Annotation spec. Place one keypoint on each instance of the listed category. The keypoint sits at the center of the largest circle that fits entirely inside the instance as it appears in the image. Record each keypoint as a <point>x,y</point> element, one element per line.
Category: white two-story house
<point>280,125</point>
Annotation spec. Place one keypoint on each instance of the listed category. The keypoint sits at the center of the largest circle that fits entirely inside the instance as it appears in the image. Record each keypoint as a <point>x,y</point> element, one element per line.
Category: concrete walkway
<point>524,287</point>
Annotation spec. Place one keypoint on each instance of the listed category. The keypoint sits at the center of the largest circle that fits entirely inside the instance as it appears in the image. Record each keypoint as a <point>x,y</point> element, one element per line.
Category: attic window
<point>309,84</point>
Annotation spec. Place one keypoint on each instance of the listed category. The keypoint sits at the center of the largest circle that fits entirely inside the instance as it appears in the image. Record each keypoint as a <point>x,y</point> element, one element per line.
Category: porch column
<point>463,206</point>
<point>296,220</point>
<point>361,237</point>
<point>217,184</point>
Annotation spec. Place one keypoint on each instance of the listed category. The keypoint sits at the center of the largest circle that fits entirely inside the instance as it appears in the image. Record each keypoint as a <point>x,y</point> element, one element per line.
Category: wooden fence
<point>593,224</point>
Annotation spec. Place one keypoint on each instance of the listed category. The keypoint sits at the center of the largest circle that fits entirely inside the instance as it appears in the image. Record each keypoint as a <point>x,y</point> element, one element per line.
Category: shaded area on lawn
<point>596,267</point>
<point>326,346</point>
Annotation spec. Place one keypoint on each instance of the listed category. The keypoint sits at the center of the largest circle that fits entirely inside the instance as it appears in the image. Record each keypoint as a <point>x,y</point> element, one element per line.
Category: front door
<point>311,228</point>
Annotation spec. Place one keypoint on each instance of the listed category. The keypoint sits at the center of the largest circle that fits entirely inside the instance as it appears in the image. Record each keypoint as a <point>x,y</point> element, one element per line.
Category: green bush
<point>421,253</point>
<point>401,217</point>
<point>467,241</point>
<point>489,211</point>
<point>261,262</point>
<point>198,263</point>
-.-.-
» **TO DO**: Go through the records and repeat each one exactly as written.

» **THE COMPLETED TASK**:
Annotation spec. Place one keypoint on each instance of the listed category. The keypoint sits at the center of the largest circle that fits entirely inside the instance as it appears in the image. Record each keypoint as a <point>x,y</point> element, one element per line.
Category: white two-story house
<point>280,125</point>
Annotation spec. Place one keypoint on each instance of the listed category. The keypoint sits at the center of the largest circle that fits entirely inside the instance as it appears in the image. Record each keypoint as a <point>x,y</point> element, one element per line.
Category: concrete walkway
<point>524,287</point>
Annotation spec. Place one keypoint on each instance of the listed category. The keypoint sits at the center of the largest circle that fits entirely inside the instance as it appears in the image. Record each keypoint as a <point>x,y</point> element, one element per line.
Category: attic window
<point>309,84</point>
Annotation spec. Place one keypoint on each instance of the listed category. The keypoint sits at the center of the largest circle that fits entirely inside the instance as it appears in the image. Record each keypoint as a <point>x,y</point> element, one element per line.
Category: porch column
<point>463,206</point>
<point>296,220</point>
<point>361,237</point>
<point>217,184</point>
Annotation spec. Place one keypoint on each instance of the listed category. The keypoint sits at the center of the largest circle that fits entirely inside the instance as it appears in the image. Record each keypoint as a <point>x,y</point> element, one element per line.
Category: wooden fence
<point>593,224</point>
Annotation spec. Place one keypoint on each instance of the listed category. The keypoint sits at the center of the largest circle that fits entirely inside the instance as it appears in the image. Record each keypoint as a <point>x,y</point> element, one element per line.
Category: shaded area on lawn
<point>596,267</point>
<point>326,346</point>
Annotation spec. Place one keypoint on each instance of the listed category. The keypoint sits at the center of the largest circle that fits entirely inside the instance as it appears in the image. Record each keypoint as a <point>x,y</point> element, one element per line.
Category: front door
<point>311,228</point>
Annotation spec. Place one keypoint on each instance of the listed category. The keypoint sits at the center of the largest circle that fits entirely inside the instance as it appears in the image. Record each keypoint as a <point>x,y</point> element, one element per line.
Category: green bush
<point>421,253</point>
<point>401,217</point>
<point>467,241</point>
<point>489,211</point>
<point>261,262</point>
<point>198,263</point>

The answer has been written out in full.